**Problem description:** When you answer, restate the entries below without altering anything.

(Material for this exercise begins)

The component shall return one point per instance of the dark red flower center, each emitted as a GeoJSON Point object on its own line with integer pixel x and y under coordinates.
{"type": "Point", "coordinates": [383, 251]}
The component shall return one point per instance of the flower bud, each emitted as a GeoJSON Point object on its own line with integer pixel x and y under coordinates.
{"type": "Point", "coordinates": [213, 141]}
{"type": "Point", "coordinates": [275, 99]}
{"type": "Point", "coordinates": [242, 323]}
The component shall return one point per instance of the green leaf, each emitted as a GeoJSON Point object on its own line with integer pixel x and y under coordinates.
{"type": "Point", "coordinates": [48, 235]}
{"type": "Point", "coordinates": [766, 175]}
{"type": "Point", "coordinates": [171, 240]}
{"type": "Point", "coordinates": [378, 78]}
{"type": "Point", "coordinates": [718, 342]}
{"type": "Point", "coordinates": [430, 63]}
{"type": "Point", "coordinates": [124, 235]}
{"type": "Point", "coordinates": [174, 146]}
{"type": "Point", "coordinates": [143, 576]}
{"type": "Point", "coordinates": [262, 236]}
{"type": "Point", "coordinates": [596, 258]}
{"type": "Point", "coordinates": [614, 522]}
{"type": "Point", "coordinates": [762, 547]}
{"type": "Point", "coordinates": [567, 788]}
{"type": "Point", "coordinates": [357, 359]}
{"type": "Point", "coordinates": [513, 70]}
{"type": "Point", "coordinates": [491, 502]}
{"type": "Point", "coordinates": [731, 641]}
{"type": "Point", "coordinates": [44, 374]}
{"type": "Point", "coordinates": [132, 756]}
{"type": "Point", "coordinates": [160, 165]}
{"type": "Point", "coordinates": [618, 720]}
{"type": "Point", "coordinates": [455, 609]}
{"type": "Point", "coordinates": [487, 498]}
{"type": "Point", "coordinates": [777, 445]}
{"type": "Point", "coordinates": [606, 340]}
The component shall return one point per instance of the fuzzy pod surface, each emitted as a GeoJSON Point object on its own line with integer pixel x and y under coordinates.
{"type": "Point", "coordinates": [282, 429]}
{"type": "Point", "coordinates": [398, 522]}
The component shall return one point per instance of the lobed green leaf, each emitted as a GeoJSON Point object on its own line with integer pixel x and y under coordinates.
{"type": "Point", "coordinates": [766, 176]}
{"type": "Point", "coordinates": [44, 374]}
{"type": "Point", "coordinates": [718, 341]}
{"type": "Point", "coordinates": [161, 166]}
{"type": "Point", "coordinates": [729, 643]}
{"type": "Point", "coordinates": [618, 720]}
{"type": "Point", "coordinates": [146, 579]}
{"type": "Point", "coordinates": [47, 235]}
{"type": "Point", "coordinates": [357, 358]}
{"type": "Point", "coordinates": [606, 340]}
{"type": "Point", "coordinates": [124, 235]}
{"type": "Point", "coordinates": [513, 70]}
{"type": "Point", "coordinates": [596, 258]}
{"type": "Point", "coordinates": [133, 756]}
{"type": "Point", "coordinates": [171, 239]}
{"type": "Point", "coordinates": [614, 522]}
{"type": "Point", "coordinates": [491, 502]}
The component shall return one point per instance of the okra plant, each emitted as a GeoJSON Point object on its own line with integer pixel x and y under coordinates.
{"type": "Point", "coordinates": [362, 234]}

(Material for this exercise ends)

**Task response:**
The component shall return one point per instance of the dark red flower center, each emitted as a GeoJSON Point object on its own line with integer pixel x and y under coordinates.
{"type": "Point", "coordinates": [383, 251]}
The component shall return one point per instance of the flower bud, each emitted as a GeoJSON Point object on its own line with integer pixel x and y under coordinates.
{"type": "Point", "coordinates": [213, 141]}
{"type": "Point", "coordinates": [275, 99]}
{"type": "Point", "coordinates": [242, 323]}
The component shall return one point per instance of the green leaf, each emitted as a GeoJSON Point object on its own line with integer pixel x and y under coordinates.
{"type": "Point", "coordinates": [48, 235]}
{"type": "Point", "coordinates": [766, 175]}
{"type": "Point", "coordinates": [171, 240]}
{"type": "Point", "coordinates": [378, 78]}
{"type": "Point", "coordinates": [718, 342]}
{"type": "Point", "coordinates": [430, 63]}
{"type": "Point", "coordinates": [124, 235]}
{"type": "Point", "coordinates": [174, 146]}
{"type": "Point", "coordinates": [143, 576]}
{"type": "Point", "coordinates": [262, 236]}
{"type": "Point", "coordinates": [596, 258]}
{"type": "Point", "coordinates": [614, 522]}
{"type": "Point", "coordinates": [762, 547]}
{"type": "Point", "coordinates": [567, 788]}
{"type": "Point", "coordinates": [357, 359]}
{"type": "Point", "coordinates": [513, 70]}
{"type": "Point", "coordinates": [491, 502]}
{"type": "Point", "coordinates": [731, 641]}
{"type": "Point", "coordinates": [44, 374]}
{"type": "Point", "coordinates": [132, 756]}
{"type": "Point", "coordinates": [160, 165]}
{"type": "Point", "coordinates": [618, 720]}
{"type": "Point", "coordinates": [455, 609]}
{"type": "Point", "coordinates": [487, 498]}
{"type": "Point", "coordinates": [777, 445]}
{"type": "Point", "coordinates": [606, 340]}
The component shall return one point per instance of the fuzzy pod surface, each emitted as a GeoJSON Point object on its own line with integer pixel x and y under coordinates.
{"type": "Point", "coordinates": [282, 429]}
{"type": "Point", "coordinates": [398, 522]}
The component shall return one point per instance of the lobed green leaf, each emitted as a GeoJSON Point object on its own line with integer pixel x and y under coordinates.
{"type": "Point", "coordinates": [766, 176]}
{"type": "Point", "coordinates": [44, 374]}
{"type": "Point", "coordinates": [718, 341]}
{"type": "Point", "coordinates": [161, 166]}
{"type": "Point", "coordinates": [729, 643]}
{"type": "Point", "coordinates": [618, 720]}
{"type": "Point", "coordinates": [146, 579]}
{"type": "Point", "coordinates": [47, 235]}
{"type": "Point", "coordinates": [357, 358]}
{"type": "Point", "coordinates": [606, 340]}
{"type": "Point", "coordinates": [124, 235]}
{"type": "Point", "coordinates": [513, 70]}
{"type": "Point", "coordinates": [596, 258]}
{"type": "Point", "coordinates": [133, 756]}
{"type": "Point", "coordinates": [171, 239]}
{"type": "Point", "coordinates": [614, 522]}
{"type": "Point", "coordinates": [491, 502]}
The component shall return one point per instance of the okra plant, each emitted as a GeoJSON Point object on its own line with integer pixel x and y under coordinates.
{"type": "Point", "coordinates": [362, 234]}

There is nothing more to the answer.